## Texto
◇ ◇ ◇

Maria João Avillez sabe ao que se
arrisca quando mostra conhecimentos ou pergaminhos ironicamente refutáveis pelos
dos piedosos afectos democráticos hodiernos. Mas vai em frente na revelação
daqueles, e simultaneamente do seu amor real pelo país natal. Uma bonita
história que lhe mereceu as tais chufas, mas também o apreço dos que realmente
importam, numa construção nacional como deve ser, feita de esforço,
inteligência e arte.
Notícias do outro mundo (ou antes deste)/premium
Terão percebido que falei de outro
Portugal que não o circunstancial, o do momento, o das actuais “autoridades”,
mas sim de outra gente. Amante do risco, praticante do progresso e militante do
país.

◇ ◇ ◇

## Dados fornecidos
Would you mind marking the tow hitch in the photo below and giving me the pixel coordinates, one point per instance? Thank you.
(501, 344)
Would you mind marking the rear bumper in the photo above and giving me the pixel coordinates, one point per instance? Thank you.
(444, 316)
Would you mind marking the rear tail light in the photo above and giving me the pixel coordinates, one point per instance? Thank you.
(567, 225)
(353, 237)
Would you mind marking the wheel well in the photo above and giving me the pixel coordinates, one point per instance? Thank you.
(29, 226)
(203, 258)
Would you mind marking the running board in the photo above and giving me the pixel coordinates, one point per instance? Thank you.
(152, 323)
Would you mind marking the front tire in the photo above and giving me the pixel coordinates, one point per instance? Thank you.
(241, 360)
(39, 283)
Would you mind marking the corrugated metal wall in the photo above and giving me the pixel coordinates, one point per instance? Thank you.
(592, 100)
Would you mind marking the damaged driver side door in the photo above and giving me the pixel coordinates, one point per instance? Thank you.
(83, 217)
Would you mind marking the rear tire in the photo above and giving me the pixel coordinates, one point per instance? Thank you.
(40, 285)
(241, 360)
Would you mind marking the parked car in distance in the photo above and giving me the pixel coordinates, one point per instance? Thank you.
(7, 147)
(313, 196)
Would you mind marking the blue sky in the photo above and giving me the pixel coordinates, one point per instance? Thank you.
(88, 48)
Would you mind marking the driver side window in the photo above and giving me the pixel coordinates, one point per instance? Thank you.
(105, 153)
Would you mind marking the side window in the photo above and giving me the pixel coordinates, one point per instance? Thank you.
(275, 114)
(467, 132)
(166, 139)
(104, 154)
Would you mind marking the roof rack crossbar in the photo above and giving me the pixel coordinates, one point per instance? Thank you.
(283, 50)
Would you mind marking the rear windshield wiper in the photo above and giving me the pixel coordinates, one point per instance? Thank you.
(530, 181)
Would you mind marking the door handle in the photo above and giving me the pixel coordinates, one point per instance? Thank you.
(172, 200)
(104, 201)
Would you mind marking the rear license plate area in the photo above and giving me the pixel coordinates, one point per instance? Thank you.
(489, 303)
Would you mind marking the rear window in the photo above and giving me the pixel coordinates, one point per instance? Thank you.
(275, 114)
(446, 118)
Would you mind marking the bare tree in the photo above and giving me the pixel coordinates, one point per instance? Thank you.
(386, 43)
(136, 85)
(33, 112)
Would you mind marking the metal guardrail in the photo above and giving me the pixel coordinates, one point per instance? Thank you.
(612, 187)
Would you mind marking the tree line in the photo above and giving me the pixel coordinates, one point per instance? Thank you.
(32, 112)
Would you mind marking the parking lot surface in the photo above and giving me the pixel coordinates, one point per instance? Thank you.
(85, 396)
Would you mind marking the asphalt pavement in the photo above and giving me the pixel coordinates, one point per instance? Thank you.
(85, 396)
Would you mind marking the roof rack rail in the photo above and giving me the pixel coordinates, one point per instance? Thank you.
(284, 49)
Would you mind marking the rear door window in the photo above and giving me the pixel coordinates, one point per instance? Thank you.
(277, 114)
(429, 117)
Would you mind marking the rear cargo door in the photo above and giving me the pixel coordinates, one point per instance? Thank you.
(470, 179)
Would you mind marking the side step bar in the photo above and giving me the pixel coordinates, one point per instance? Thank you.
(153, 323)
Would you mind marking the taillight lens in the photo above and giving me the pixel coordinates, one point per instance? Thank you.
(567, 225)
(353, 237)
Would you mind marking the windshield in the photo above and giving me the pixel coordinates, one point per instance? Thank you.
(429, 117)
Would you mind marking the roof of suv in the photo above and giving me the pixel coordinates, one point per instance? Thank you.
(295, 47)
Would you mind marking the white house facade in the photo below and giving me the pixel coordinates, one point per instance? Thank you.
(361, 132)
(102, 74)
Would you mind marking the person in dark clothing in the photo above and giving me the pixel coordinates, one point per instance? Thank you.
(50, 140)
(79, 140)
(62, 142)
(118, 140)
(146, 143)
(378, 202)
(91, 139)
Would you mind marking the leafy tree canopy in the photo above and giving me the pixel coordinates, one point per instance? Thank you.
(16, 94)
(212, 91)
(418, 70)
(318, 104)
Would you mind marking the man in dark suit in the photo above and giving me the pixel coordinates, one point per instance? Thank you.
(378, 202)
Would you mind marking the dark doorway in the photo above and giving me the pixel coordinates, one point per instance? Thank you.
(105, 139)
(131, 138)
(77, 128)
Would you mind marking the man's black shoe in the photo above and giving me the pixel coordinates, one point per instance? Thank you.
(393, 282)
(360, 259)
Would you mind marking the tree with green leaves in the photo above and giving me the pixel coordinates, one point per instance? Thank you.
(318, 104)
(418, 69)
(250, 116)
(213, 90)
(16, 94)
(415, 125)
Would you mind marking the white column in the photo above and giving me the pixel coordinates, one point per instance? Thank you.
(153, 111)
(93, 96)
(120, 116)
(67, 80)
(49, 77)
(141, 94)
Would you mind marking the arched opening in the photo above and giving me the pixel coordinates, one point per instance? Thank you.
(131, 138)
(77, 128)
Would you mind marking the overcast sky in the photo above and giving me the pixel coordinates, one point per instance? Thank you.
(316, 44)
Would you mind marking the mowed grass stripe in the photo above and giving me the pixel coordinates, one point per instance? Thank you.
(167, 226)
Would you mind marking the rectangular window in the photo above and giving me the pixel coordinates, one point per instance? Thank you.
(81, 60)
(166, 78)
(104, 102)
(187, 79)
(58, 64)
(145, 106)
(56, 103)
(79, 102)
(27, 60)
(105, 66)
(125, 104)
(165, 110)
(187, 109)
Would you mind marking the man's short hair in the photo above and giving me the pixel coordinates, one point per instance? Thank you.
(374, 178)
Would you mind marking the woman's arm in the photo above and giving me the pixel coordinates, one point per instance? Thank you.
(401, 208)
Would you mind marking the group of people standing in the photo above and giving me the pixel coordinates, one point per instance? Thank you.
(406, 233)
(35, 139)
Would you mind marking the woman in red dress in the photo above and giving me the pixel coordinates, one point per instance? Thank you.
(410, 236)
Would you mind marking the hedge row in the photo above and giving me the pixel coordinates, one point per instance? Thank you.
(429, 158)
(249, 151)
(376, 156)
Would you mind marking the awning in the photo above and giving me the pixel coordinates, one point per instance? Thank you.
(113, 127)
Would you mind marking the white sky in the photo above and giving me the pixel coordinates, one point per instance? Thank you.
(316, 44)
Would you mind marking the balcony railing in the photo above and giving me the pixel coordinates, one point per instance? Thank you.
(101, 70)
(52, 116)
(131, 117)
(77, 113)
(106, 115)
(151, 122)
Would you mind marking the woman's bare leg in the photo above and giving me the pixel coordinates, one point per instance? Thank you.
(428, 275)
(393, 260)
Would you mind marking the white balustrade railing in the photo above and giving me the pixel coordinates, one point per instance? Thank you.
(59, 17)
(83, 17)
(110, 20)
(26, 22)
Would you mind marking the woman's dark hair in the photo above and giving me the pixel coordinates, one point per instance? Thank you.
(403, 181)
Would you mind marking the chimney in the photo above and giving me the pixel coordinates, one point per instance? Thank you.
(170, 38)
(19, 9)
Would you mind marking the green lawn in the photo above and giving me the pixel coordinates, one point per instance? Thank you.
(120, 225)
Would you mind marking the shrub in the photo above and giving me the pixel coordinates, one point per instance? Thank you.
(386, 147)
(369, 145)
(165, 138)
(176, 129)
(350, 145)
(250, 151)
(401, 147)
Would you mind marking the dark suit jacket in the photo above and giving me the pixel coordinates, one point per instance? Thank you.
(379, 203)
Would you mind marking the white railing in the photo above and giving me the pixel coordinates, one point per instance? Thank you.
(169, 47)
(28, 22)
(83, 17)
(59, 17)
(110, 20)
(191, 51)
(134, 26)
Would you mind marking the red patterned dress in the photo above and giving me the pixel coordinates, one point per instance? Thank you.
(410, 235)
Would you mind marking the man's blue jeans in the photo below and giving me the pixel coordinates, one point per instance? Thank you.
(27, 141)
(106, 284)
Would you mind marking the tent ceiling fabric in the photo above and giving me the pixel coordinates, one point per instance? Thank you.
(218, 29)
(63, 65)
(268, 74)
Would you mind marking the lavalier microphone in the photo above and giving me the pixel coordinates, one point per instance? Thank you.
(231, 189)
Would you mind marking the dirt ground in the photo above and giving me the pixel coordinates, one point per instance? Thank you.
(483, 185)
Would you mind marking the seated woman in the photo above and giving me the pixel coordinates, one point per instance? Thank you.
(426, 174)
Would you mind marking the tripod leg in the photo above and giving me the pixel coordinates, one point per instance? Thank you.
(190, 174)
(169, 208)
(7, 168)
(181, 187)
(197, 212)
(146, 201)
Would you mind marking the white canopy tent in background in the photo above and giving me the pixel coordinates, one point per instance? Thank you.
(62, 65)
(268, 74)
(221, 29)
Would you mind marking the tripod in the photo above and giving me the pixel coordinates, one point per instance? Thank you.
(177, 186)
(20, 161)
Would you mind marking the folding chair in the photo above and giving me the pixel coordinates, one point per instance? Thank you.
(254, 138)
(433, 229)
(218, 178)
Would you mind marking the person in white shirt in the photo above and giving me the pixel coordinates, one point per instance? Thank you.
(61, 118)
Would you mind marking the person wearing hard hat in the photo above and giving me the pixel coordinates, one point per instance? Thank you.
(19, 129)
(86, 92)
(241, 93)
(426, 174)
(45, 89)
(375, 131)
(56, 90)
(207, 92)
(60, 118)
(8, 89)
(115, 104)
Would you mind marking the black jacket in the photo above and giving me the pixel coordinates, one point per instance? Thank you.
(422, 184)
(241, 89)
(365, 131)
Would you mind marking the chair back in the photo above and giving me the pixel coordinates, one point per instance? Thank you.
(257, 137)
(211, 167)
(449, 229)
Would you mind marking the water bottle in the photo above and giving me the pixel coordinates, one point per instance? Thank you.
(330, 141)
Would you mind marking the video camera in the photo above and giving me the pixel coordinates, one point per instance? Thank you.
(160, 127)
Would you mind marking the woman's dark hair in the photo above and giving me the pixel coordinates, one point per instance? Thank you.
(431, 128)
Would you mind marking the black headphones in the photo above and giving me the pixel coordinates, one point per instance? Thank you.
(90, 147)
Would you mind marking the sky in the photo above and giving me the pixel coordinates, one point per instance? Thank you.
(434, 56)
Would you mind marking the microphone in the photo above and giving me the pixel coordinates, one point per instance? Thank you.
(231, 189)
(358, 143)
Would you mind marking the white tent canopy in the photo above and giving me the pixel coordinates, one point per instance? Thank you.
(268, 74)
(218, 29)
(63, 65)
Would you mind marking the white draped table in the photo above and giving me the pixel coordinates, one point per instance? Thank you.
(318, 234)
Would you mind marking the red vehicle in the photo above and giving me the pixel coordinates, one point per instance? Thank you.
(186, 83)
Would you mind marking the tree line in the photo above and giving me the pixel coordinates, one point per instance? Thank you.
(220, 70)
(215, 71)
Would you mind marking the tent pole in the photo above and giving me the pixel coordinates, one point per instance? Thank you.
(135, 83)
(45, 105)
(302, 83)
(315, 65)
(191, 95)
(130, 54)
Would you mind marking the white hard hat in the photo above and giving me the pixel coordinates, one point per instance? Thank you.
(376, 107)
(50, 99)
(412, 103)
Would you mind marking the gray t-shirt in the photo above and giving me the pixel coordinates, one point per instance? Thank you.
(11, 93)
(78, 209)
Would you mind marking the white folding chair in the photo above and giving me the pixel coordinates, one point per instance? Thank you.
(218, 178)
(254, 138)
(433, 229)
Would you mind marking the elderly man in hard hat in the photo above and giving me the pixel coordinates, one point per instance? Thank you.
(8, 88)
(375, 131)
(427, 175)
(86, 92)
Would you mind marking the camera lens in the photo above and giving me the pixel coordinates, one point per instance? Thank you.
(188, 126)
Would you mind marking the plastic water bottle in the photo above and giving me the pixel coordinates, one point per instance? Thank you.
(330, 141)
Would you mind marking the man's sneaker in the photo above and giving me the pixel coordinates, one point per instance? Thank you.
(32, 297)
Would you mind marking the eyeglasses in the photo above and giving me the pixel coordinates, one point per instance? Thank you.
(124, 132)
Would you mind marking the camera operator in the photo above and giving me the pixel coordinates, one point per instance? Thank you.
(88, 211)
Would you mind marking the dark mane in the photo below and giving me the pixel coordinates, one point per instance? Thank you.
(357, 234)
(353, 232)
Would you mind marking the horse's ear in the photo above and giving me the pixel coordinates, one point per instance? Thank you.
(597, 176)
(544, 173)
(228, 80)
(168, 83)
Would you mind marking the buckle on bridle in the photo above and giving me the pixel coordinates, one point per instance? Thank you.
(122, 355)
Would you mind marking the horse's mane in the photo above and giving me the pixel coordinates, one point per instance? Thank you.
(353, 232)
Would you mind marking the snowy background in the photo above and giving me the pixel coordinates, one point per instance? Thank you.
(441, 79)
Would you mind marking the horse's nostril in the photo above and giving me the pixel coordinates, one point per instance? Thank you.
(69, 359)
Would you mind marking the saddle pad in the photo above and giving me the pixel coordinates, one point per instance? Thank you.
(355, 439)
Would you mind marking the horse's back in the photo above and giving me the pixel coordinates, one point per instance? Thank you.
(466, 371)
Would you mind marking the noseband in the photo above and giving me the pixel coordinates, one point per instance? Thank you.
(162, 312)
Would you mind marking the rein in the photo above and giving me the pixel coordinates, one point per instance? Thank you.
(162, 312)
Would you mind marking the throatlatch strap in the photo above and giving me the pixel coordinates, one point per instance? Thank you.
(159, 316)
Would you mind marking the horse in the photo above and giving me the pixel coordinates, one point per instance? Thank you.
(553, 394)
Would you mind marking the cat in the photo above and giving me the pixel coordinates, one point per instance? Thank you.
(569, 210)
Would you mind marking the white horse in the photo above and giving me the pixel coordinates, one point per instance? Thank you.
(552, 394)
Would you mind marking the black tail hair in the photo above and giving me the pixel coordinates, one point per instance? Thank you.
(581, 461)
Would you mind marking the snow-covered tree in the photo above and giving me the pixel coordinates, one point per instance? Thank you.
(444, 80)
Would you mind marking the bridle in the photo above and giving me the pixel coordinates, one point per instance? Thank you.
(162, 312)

◇ ◇ ◇

## Instrução dada 1
Que qualidades o texto atribui à "outra gente" de que diz ter falado? Diga todas.
## Instrução dada 2
Atualize o trecho do texto que começa em "Maria João Avillez" e termina em "inteligência e arte.", trocando "arte" por "talento".
## Instrução dada 3
Responda com base no texto:
(a) Quem sabe ao que se arrisca ao mostrar os seus conhecimentos?
(b) De que é feita uma construção nacional como deve ser?
(c) Por que lugar ela revela ter amor real?

## Resposta certa 1
Amante do risco, praticante do progresso e militante do país.

## Resposta certa 2
Maria João Avillez sabe ao que se
arrisca quando mostra conhecimentos ou pergaminhos ironicamente refutáveis pelos
dos piedosos afectos democráticos hodiernos. Mas vai em frente na revelação
daqueles, e simultaneamente do seu amor real pelo país natal. Uma bonita
história que lhe mereceu as tais chufas, mas também o apreço dos que realmente
importam, numa construção nacional como deve ser, feita de esforço,
inteligência e talento.

## Resposta certa 3
(a) Maria João Avillez.
(b) De esforço, inteligência e arte.
(c) Pelo país natal.